+++ Page excerpt +++
Sunday, September 15, 2013

Guest Appearance on Potluck with Judy

Visit Potluck with Judy to check out my recipe for TLC’s Frozen Chocolate Banana Almond Cream, a dessert I threw together when I had a major chocolate craving and lacked the ingredients to make my usual chocolate desserts. It felt a little like playing "Chopped" in my own kitchen and with my only judge as my husband, who had to like try my concoction regardless. Hope you enjoy!

Thanks, Judy, for inviting me to guest on Potluck with Judy!

Thursday, September 12, 2013

Start From Where You Are...

Start from where you are... Such a simple phrase. Such a simple concept. Such a simple action. Or so it sounds. Yet putting it into practice is nearly impossible; however, when we start from where we are, it is so easy to accomplish our goals.

I recently have been bombarded with lessons in the concept of starting from where I am. My life is in major transition mode leaving me with a lot of unknowns. In the past, unknowns would have left me feeling very insecure and even a bit unsafe yet I feel rather excited right now. I have moments of insecurity, but they are fleeting. I know that wherever I'm headed, I will end up in the right place for me. After all, I'll be there...

Everything I hold dear is currently transitioning to a new phase in my life, and there are moments when I cling to yesterday and other moments when I'm trapped in the outcome that hasn't happened yet. In those moments, I forget to be where I'm at in this journey. The problem with starting either from where I was or where I want to be is neither allows me to use this moment to create the momentum I need to move forward.

When I start from where I am, I'm not running to catch up or moving ahead of where I can be. I am actually creating...

For example, I had knee surgery last September. I never fully healed, but I kept trying to get my yoga (and my life and my writing) back to where it was before my surgery and to move past my recovery into recovered... I wasn't paying attention to the moment, at least not very well, until I ended up back at the doctor only to discover I needed to have surgery on the same knee again... So in July I had said surgery. Since then I've actively worked to avoid comparing my strength and flexibility to where I was, but I attempt a simple yoga pose and feel the lack of strength and flexibility in my muscles and joints and can't help but remember when this pose or that stretch was easy to do. In that moment, I have to take a deep breath, let it out slowly, and remind myself to "start from where I am..." 

I am currently editing a collection of short stories and it feels like backtracking because I wrote most of the stories years ago. I get frustrated with the process because I just want to get on with it and move to a new project. So I have to pause, breathe, and remind myself to "start from where I am..."
+++
Things to do.
(A) Answer these questions about the blog posts:
(i) What dessert recipe does the writer share on Potluck with Judy?
(ii) In which month did the writer have the second knee surgery?
(iii) What is the writer currently editing?
(B) For each statement, say whether it agrees with the blog posts. Support each answer with the deciding words from the text.
(i) The writer's husband was the only judge of the dessert.
(ii) The writer wrote most of the stories in the collection recently.
(iii) The writer's knee fully healed after the first surgery.
(C) Transcribe part of the blog posts. Begin at the words "Sunday, September 15, 2013" and stop after "accomplish our goals.".
+++ Information provided +++
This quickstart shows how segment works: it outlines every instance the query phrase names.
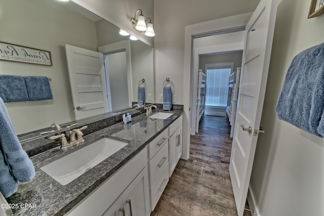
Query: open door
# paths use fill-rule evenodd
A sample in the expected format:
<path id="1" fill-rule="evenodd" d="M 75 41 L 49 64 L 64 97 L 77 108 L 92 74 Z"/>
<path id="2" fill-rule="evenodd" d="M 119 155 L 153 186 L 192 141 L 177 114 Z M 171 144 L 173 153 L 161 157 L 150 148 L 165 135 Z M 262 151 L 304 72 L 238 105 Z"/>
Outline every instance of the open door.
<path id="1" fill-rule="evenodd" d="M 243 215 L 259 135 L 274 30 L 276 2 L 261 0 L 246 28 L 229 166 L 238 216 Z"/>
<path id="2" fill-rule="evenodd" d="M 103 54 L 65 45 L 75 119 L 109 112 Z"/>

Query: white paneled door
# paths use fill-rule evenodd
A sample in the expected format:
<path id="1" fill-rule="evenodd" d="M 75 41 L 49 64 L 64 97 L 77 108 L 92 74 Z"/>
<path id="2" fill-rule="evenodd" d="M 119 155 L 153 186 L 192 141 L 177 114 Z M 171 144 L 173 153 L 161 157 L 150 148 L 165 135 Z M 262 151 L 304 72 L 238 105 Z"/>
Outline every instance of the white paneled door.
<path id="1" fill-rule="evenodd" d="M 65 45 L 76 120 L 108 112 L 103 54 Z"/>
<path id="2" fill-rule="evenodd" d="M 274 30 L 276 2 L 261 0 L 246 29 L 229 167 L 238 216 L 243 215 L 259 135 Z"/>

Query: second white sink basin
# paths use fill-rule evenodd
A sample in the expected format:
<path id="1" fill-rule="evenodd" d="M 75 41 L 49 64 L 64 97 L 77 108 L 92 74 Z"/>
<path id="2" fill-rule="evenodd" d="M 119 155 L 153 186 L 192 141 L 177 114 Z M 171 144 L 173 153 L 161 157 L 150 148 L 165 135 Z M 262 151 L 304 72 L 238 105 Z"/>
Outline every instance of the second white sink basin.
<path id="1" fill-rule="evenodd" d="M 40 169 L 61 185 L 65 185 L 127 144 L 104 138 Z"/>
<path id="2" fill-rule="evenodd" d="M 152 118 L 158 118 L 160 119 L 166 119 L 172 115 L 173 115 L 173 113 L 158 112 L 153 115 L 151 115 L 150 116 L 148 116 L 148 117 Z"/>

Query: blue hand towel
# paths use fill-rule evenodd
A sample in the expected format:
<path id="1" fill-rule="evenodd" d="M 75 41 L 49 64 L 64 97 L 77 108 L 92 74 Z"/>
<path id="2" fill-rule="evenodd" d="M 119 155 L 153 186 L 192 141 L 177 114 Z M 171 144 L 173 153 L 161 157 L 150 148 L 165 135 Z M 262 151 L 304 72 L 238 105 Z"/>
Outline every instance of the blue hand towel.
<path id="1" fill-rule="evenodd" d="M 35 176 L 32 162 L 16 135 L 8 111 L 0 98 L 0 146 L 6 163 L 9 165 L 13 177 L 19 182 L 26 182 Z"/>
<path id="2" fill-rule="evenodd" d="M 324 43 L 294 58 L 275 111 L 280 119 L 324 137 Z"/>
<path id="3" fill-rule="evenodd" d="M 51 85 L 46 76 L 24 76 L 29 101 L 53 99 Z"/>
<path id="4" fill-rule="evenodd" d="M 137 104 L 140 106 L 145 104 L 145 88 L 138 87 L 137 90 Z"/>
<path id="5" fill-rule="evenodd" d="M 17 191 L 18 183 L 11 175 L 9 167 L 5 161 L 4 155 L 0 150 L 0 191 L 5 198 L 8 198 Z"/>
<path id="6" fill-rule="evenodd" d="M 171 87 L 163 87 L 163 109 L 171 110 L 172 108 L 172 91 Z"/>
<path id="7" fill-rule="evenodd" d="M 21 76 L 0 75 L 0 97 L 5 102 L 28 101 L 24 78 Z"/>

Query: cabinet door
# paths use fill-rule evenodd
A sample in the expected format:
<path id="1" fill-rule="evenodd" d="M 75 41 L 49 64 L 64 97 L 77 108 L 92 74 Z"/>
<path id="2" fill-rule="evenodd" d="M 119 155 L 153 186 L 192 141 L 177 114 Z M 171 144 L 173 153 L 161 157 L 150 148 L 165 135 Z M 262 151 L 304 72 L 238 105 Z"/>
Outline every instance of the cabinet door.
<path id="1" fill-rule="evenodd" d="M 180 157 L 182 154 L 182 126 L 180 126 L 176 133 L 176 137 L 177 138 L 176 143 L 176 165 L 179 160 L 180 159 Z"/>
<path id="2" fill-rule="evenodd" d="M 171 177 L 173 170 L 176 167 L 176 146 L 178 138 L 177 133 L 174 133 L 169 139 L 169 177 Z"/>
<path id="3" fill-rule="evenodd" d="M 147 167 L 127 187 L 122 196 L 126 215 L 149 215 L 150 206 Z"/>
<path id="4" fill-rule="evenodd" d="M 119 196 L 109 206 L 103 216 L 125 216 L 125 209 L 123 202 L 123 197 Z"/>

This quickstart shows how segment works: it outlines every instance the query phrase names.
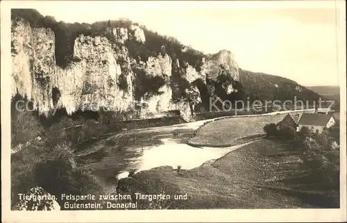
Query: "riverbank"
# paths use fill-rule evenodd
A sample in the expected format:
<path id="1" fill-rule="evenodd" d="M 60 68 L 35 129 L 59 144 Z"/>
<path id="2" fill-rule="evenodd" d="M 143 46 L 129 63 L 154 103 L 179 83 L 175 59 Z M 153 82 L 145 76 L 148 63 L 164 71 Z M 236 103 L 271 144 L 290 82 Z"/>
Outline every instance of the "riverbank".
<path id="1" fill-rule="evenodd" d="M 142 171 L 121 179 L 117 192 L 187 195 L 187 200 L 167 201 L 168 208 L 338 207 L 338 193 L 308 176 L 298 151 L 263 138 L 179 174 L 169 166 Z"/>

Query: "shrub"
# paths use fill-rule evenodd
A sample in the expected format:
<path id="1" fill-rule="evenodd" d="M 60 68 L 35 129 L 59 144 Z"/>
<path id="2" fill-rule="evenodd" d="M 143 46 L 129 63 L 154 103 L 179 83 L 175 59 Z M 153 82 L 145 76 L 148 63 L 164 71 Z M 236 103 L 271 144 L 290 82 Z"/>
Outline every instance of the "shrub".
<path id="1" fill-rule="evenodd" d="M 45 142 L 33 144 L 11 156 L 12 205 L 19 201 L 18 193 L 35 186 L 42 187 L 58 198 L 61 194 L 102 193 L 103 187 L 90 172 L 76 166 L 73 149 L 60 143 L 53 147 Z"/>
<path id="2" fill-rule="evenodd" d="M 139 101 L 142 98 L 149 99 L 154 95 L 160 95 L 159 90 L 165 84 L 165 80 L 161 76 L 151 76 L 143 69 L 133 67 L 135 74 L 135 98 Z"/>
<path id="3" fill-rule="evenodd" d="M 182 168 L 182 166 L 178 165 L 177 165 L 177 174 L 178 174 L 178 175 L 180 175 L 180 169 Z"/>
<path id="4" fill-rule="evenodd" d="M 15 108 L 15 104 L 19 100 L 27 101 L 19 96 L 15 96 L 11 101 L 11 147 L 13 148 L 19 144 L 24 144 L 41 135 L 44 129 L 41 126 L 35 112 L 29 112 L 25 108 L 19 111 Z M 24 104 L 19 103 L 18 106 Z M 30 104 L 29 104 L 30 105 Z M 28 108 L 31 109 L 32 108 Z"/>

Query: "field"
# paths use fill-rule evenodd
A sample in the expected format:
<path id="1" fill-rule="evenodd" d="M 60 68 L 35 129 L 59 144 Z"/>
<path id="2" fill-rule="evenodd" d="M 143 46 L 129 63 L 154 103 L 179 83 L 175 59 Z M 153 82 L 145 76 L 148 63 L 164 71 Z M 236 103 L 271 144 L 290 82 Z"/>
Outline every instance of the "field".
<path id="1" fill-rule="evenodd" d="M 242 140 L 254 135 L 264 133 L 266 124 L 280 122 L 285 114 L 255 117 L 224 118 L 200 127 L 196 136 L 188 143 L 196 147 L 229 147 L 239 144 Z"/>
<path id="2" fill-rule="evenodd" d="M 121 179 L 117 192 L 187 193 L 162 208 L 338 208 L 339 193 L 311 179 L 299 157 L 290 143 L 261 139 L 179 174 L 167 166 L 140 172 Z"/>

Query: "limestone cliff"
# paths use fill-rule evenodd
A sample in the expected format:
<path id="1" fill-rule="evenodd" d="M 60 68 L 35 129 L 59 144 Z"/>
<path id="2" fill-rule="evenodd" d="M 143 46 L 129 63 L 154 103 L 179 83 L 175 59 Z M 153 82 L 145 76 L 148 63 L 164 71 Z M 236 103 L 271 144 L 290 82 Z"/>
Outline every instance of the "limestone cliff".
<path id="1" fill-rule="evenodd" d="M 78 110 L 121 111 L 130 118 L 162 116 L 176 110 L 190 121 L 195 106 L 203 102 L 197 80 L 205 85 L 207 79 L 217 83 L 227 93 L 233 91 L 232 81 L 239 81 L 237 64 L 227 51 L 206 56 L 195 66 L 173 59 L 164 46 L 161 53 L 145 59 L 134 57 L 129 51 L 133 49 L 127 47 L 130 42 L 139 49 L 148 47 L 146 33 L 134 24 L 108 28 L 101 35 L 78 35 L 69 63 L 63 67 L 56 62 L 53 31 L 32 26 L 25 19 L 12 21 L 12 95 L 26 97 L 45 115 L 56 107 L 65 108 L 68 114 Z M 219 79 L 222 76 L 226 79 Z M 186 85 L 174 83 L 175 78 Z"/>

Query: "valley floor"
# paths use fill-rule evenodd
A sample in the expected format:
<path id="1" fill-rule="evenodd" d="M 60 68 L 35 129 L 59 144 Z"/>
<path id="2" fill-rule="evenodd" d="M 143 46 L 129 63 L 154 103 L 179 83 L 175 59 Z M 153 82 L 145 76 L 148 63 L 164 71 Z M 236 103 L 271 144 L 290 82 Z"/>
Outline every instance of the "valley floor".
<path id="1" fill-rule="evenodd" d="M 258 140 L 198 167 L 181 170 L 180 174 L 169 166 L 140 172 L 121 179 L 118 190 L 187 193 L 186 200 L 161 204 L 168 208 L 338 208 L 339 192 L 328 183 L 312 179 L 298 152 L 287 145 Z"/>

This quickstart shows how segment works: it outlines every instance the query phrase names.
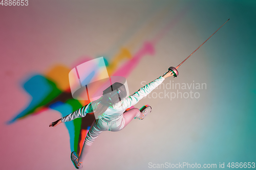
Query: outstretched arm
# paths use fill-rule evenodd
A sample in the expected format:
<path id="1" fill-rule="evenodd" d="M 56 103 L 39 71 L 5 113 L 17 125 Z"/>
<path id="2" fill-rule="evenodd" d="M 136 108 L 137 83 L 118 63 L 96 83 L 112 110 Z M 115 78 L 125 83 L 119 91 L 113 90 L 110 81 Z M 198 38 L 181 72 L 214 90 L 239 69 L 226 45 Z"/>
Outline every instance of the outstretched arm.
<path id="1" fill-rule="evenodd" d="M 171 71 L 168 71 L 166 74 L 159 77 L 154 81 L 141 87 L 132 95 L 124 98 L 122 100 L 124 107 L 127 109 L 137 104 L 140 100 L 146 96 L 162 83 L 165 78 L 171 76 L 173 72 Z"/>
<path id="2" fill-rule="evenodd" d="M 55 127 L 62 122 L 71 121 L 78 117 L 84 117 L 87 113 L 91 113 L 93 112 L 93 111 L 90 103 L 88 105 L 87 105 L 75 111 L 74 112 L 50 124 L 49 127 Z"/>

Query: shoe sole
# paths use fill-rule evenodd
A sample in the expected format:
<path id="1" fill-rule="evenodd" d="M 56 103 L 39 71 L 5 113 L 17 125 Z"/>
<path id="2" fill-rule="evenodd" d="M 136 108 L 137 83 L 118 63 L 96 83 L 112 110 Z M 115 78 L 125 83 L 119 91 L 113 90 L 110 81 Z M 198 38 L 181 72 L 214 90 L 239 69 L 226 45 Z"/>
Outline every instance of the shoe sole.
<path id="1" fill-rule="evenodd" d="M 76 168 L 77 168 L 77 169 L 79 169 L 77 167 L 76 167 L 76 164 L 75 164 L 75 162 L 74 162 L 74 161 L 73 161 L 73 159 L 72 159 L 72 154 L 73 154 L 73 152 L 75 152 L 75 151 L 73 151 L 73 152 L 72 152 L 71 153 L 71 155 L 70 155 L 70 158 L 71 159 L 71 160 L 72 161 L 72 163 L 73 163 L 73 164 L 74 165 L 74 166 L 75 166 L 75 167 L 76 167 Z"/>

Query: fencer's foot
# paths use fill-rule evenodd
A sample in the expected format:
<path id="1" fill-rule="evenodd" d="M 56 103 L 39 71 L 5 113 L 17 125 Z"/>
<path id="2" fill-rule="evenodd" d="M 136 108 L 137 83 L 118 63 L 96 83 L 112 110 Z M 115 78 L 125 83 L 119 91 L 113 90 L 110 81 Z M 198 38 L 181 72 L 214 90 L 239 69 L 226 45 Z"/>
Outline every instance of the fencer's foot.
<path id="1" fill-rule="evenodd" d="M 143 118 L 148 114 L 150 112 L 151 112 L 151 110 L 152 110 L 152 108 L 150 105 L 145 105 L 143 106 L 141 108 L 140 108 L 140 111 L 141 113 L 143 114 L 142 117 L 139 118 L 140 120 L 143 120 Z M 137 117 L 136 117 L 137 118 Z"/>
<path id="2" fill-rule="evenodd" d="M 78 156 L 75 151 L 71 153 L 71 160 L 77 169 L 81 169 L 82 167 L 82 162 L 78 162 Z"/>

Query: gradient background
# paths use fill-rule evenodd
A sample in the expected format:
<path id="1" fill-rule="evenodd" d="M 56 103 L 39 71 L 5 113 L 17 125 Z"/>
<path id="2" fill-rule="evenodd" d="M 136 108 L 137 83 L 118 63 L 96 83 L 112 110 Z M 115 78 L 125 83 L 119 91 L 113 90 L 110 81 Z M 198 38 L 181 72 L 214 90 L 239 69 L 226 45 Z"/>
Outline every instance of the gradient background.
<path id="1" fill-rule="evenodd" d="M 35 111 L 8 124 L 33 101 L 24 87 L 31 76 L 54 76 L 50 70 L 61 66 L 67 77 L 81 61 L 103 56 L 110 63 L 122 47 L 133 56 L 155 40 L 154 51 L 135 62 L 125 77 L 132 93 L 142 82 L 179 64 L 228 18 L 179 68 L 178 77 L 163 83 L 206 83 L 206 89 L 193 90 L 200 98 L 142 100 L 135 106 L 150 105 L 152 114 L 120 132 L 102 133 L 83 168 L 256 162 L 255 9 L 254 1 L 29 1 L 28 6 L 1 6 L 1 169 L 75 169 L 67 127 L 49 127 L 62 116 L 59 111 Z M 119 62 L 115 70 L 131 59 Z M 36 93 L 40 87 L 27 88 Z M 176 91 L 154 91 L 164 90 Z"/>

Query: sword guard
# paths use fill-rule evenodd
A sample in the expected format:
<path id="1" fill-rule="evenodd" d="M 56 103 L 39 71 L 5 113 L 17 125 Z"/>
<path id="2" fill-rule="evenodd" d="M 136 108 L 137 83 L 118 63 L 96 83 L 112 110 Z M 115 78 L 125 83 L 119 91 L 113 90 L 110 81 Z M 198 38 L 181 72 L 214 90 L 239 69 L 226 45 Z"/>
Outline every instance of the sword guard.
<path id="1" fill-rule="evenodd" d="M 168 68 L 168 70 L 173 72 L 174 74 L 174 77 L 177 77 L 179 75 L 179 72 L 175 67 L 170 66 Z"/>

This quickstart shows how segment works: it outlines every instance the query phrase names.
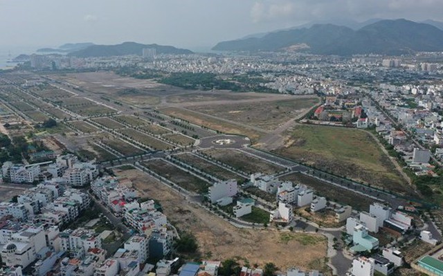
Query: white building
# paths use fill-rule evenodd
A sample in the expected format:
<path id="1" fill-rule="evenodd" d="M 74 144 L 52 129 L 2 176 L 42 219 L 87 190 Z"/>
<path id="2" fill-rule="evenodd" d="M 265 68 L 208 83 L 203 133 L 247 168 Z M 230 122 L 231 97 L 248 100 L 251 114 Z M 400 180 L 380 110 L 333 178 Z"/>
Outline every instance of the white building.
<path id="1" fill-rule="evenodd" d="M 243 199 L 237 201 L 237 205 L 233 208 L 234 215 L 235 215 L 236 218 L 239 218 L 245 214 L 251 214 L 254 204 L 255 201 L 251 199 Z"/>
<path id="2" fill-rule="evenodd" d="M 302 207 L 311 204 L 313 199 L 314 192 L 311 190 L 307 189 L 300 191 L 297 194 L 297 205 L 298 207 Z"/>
+++
Answers to each task.
(A)
(i) TLC’s Frozen Chocolate Banana Almond Cream
(ii) July
(iii) A collection of short stories

(B)
(i) Yes: "with my only judge as my husband"
(ii) No: "I wrote most of the stories years ago"
(iii) No: "I never fully healed"

(C)
Sunday, September 15, 2013

Guest Appearance on Potluck with Judy

Visit Potluck with Judy to check out my recipe for TLC’s Frozen Chocolate Banana Almond Cream, a dessert I threw together when I had a major chocolate craving and lacked the ingredients to make my usual chocolate desserts. It felt a little like playing "Chopped" in my own kitchen and with my only judge as my husband, who had to like try my concoction regardless. Hope you enjoy!

Thanks, Judy, for inviting me to guest on Potluck with Judy!

Thursday, September 12, 2013

Start From Where You Are...

Start from where you are... Such a simple phrase. Such a simple concept. Such a simple action. Or so it sounds. Yet putting it into practice is nearly impossible; however, when we start from where we are, it is so easy to accomplish our goals.